Soil Capital launches the first European carbon remuneration programme, for farmers by farmers
More information on this announcement available on the Soil Capital website
In developing this project, Soil Capital worked with South Pole, an award winning project developer and provider of climate solutions, to support farmers in the monitoring of their emission reductions.
'We are delighted to be working with Soil Capital, who is taking a pioneering approach to promoting next generation agriculture, [including regenerative growth to enhance soil carbon stock,] across Europe and beyond. This is the future of sustainable agriculture, and we are convinced that these types of initiatives scaled up have the potential for transformational change in the agriculture sector,' said Renat Heuberger, CEO and co-founder, South Pole.
Soil Capital launches the first European carbon remuneration programme, for farmers by farmers.
The EU's Green Deal sets an ambitious target of reducing greenhouse gas (GHG) emissions by 55% by 2030. Agriculture is often singled out for blame, but it is also an integral part of the solution, in particular by sequestering carbon in the soil. Soil Capital wants to accelerate action by offering farmers carbon payments, starting in France and Belgium.

## Exercise set
#1 According to the Soil Capital announcement, by what percentage does the EU's Green Deal aim to cut greenhouse gas emissions by 2030?
#2 Render this sentence from the Soil Capital announcement in Spanish: "Agriculture is often singled out for blame, but it is also an integral part of the solution, in particular by sequestering carbon in the soil."
The records come from a separate, unrelated source.

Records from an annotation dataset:
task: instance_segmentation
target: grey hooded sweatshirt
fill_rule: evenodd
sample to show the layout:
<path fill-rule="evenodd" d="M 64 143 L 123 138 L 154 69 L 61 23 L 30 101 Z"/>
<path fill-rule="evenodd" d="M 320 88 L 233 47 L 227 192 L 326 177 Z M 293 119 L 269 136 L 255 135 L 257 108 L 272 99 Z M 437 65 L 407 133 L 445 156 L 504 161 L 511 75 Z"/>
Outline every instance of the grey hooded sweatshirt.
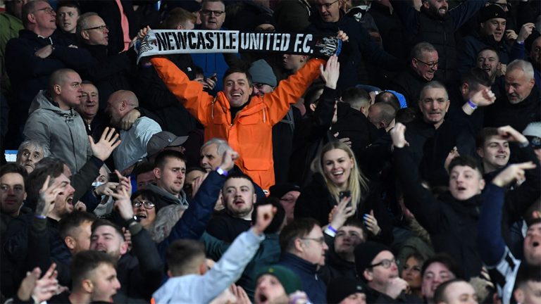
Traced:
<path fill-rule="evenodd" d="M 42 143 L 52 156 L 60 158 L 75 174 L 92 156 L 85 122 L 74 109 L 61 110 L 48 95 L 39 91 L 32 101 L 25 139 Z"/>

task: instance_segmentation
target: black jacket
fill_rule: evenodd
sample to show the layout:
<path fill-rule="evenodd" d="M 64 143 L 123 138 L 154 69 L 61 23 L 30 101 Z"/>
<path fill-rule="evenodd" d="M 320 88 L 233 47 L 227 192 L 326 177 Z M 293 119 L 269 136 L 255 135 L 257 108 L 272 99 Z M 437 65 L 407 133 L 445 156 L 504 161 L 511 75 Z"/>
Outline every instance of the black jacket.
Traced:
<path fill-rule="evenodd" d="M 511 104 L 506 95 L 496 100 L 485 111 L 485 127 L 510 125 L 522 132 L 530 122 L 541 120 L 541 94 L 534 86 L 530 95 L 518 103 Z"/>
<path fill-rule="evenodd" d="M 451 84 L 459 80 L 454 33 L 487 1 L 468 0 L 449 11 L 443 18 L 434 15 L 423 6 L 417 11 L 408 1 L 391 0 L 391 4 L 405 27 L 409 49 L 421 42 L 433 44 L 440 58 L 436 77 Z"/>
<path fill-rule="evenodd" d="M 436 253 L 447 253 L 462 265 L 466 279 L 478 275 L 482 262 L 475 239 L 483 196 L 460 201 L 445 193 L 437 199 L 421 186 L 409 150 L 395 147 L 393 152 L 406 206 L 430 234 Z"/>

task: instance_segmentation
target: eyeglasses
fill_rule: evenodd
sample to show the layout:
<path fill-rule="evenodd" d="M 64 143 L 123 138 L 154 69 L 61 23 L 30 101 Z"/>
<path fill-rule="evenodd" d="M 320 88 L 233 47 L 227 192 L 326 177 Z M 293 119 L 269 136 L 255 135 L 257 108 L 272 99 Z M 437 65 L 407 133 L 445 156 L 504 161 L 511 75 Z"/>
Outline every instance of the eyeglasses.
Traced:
==
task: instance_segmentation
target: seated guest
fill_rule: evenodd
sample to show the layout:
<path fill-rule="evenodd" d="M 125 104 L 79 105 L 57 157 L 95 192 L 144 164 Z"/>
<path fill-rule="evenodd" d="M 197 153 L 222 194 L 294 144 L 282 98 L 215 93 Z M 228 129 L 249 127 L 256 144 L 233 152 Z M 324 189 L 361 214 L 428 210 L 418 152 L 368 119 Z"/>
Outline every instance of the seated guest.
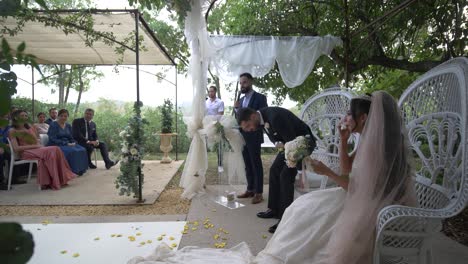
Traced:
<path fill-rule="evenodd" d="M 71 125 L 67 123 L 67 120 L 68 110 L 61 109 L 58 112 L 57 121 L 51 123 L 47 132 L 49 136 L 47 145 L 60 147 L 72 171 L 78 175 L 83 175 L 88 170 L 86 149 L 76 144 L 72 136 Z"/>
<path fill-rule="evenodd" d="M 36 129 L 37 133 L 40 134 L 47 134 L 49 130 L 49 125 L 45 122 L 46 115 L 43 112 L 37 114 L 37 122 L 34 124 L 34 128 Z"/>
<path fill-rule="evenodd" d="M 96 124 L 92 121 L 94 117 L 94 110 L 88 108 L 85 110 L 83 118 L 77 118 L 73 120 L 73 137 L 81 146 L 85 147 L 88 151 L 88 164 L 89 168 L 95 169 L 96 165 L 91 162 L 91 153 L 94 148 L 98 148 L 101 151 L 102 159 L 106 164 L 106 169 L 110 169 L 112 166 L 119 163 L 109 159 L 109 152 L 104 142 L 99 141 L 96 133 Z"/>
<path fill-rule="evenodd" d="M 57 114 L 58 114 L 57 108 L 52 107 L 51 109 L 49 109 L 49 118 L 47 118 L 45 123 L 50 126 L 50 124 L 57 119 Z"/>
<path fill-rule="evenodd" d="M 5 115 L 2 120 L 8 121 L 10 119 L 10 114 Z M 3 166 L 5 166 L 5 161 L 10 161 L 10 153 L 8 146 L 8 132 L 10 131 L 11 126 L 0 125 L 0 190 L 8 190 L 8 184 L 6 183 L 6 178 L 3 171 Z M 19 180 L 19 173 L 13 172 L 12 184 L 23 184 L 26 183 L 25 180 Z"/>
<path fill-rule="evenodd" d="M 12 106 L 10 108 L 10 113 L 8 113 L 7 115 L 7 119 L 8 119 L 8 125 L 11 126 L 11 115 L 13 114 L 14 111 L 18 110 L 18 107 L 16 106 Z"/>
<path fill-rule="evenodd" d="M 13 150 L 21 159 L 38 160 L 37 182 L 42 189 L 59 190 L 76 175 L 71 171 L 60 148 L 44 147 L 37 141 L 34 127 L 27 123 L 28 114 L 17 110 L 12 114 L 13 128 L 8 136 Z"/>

## Answers provided
#1 55%

#2 La agricultura a menudo es señalada como culpable, pero también es una parte integral de la solución, en particular mediante el secuestro de carbono en el suelo.